_Excerpted data_

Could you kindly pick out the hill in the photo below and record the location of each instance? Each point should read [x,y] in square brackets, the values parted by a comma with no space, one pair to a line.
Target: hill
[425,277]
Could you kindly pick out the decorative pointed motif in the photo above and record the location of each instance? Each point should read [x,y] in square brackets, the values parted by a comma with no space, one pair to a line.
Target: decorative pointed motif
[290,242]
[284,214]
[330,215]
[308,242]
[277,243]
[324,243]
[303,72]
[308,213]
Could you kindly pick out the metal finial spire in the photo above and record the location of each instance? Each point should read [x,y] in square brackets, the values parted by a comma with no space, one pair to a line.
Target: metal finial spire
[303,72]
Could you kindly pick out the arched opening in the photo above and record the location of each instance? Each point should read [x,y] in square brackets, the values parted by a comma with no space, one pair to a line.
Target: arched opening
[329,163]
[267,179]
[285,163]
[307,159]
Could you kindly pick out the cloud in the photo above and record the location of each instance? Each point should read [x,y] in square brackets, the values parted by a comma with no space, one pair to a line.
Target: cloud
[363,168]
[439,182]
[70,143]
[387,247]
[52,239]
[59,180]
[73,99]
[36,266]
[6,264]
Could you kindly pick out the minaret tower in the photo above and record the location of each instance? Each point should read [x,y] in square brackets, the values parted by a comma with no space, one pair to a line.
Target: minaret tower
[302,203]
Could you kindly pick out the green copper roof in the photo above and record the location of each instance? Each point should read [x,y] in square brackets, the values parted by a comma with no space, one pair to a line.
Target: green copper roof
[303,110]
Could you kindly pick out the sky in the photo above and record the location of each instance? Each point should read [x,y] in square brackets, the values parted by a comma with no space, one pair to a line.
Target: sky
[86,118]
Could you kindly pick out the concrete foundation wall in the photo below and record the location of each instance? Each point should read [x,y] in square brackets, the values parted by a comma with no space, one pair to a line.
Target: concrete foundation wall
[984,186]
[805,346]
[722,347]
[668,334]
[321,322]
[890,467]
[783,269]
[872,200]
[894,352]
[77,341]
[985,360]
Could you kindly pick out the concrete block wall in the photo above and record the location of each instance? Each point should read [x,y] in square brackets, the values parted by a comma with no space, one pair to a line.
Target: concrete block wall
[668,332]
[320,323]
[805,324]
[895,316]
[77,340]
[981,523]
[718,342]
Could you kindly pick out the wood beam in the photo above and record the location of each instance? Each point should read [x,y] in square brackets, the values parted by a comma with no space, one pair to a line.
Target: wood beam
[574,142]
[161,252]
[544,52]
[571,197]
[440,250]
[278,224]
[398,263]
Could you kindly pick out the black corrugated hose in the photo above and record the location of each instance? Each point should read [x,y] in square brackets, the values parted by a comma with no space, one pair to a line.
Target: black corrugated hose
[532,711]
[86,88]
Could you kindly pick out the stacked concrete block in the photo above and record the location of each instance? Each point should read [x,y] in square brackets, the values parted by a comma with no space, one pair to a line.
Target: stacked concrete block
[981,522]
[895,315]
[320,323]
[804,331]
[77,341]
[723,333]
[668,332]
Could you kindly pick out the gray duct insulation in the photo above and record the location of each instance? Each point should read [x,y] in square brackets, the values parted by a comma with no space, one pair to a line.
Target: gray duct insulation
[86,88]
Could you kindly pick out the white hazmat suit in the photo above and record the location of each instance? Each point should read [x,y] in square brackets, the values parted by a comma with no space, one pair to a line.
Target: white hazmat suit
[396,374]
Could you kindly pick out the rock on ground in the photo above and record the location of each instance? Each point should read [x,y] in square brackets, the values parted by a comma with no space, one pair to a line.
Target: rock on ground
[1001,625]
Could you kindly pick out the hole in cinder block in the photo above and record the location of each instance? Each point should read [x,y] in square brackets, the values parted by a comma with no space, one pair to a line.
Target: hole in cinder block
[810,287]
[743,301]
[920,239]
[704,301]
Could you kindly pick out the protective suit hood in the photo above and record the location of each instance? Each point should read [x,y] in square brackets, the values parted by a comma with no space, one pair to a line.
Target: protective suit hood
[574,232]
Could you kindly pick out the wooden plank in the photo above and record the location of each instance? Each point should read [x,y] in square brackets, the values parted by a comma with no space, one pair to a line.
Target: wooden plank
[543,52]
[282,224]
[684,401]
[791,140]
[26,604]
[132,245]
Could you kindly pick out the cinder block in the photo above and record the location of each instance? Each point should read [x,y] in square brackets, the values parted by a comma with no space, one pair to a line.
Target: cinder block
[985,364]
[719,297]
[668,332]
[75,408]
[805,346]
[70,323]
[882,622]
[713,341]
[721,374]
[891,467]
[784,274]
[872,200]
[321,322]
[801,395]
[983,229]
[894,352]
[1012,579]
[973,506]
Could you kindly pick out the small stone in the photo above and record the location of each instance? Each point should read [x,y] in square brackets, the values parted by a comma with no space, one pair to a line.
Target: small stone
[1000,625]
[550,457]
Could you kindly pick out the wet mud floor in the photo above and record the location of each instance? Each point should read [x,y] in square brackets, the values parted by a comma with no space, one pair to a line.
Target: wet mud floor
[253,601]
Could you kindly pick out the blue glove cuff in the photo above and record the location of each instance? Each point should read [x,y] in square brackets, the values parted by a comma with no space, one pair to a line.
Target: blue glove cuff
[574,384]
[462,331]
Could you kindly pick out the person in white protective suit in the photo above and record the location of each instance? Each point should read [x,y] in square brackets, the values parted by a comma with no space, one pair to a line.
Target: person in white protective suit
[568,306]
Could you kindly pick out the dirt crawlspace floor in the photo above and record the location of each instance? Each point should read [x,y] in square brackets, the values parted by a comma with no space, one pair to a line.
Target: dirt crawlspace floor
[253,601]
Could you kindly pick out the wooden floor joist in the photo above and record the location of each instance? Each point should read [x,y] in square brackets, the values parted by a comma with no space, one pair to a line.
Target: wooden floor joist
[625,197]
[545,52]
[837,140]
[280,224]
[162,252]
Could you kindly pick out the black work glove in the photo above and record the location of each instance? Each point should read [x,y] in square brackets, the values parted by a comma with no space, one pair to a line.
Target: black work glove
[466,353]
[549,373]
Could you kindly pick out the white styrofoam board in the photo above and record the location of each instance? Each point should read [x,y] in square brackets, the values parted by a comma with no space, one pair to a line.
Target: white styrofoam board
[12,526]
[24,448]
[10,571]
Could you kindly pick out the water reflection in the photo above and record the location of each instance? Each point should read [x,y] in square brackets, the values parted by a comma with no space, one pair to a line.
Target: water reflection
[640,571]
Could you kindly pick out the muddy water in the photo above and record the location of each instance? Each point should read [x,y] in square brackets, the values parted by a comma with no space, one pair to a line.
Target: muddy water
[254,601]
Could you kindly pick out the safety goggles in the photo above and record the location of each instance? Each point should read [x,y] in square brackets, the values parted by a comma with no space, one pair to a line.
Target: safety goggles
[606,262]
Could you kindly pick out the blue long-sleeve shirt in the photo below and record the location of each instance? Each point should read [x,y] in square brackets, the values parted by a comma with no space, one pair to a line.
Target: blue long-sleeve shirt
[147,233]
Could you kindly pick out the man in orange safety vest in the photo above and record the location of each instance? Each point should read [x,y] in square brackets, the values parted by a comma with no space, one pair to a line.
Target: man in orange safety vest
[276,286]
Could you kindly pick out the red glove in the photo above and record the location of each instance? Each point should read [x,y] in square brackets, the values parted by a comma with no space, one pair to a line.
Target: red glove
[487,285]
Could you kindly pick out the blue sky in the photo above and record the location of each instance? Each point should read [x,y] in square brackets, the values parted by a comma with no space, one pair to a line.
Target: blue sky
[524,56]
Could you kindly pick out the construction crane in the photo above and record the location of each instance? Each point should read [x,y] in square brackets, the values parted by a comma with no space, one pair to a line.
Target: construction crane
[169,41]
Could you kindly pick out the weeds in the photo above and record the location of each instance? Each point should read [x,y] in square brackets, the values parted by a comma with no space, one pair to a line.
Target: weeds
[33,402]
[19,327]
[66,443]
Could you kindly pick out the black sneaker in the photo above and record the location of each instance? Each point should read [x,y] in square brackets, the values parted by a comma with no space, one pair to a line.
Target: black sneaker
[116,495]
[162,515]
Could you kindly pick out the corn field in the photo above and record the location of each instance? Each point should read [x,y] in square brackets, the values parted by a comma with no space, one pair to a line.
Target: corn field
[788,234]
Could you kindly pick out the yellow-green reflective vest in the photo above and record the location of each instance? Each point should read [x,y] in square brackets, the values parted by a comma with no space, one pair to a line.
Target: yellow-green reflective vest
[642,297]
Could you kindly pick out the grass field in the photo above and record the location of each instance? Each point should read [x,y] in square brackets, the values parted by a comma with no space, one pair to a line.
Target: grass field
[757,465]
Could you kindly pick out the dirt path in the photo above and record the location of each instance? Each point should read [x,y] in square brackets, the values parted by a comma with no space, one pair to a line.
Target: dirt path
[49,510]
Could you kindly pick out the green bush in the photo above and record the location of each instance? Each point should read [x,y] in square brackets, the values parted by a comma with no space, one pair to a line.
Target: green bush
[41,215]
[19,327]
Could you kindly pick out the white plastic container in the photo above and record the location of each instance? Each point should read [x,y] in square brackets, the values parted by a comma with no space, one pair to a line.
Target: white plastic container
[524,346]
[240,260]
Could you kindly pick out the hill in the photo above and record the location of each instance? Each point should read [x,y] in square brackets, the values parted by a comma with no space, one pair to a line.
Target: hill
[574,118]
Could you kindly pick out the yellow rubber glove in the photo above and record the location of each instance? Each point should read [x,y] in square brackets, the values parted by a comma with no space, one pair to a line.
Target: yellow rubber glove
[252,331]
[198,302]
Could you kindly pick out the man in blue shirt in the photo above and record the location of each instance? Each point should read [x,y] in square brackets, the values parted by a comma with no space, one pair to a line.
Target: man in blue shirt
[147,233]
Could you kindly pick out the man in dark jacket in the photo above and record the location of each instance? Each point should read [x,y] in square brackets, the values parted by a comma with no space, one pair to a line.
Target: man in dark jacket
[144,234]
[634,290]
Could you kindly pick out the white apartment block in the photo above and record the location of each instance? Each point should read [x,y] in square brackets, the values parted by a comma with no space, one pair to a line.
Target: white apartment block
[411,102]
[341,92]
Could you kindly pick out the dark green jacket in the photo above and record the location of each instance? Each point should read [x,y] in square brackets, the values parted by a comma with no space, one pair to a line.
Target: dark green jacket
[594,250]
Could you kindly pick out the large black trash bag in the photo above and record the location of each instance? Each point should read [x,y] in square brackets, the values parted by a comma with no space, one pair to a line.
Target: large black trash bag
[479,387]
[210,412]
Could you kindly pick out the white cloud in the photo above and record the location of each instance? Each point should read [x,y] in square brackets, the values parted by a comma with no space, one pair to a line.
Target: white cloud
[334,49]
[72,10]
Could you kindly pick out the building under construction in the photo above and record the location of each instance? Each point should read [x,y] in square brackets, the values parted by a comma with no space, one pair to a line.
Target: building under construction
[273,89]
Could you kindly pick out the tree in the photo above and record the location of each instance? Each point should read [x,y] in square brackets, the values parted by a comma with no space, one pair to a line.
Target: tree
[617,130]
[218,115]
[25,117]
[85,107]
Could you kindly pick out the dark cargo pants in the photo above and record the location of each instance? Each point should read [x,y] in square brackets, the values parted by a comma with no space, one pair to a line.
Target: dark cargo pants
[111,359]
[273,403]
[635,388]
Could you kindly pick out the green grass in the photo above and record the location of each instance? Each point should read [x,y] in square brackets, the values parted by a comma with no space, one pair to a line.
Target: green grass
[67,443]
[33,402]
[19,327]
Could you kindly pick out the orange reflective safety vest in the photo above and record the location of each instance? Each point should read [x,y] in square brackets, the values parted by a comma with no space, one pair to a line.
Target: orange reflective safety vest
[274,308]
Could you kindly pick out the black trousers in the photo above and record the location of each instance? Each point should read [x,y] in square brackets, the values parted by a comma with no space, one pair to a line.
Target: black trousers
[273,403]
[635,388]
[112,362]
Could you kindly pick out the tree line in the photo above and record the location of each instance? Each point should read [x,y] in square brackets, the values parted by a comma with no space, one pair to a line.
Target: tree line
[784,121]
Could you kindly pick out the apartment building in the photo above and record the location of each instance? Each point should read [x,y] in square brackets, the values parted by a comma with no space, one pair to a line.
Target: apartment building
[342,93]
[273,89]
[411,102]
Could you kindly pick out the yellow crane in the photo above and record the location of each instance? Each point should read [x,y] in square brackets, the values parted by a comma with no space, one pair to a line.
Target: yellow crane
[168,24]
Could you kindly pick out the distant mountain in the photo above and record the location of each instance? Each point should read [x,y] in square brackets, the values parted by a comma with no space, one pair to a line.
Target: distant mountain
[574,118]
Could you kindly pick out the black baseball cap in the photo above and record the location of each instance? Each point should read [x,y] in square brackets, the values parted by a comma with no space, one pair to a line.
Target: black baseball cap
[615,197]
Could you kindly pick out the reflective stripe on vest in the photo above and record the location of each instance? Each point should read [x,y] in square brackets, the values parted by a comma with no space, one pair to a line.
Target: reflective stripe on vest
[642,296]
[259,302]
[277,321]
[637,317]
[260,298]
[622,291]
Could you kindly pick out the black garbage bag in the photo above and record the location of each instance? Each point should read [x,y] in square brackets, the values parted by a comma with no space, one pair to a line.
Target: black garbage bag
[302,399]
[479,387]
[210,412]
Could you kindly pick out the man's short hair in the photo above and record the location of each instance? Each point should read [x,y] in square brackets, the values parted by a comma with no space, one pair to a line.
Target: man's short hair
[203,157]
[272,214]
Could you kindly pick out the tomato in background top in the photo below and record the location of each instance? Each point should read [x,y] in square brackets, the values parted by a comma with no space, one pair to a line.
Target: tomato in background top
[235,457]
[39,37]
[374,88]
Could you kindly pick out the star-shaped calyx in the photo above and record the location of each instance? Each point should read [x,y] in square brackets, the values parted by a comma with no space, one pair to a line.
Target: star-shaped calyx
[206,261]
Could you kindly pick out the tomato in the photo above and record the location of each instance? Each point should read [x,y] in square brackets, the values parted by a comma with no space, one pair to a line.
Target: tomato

_Aim of the exercise_
The lines above from the one containing "Could you kindly pick out the black trousers" through the one containing "Could you kindly pick out the yellow crane" are to be set down exactly, and no others.

_Reply_
Could you kindly pick out the black trousers in the photo above and record the location of each instance? Each point should read [x,y] in square brackets, the values parted by a comma with no space, one pair to a line.
Target: black trousers
[273,403]
[635,388]
[112,362]
Could you kindly pick out the tree line in the photo above and record the location of each instance? Each point should read [x,y] in square brackets, the values parted by a comma with no space, one pair to a line.
Target: tree line
[784,121]
Could you kindly pick out the apartment building in the photo above and record the location of each instance? Each point should read [x,y] in square brackets, the values parted by a comma with no space, one pair to a line.
Target: apartment building
[342,93]
[273,89]
[411,102]
Could you kindly pick out the yellow crane in the photo above and record the location of each instance? Each point should read [x,y] in square brackets, the values parted by a comma with no space, one pair to a line.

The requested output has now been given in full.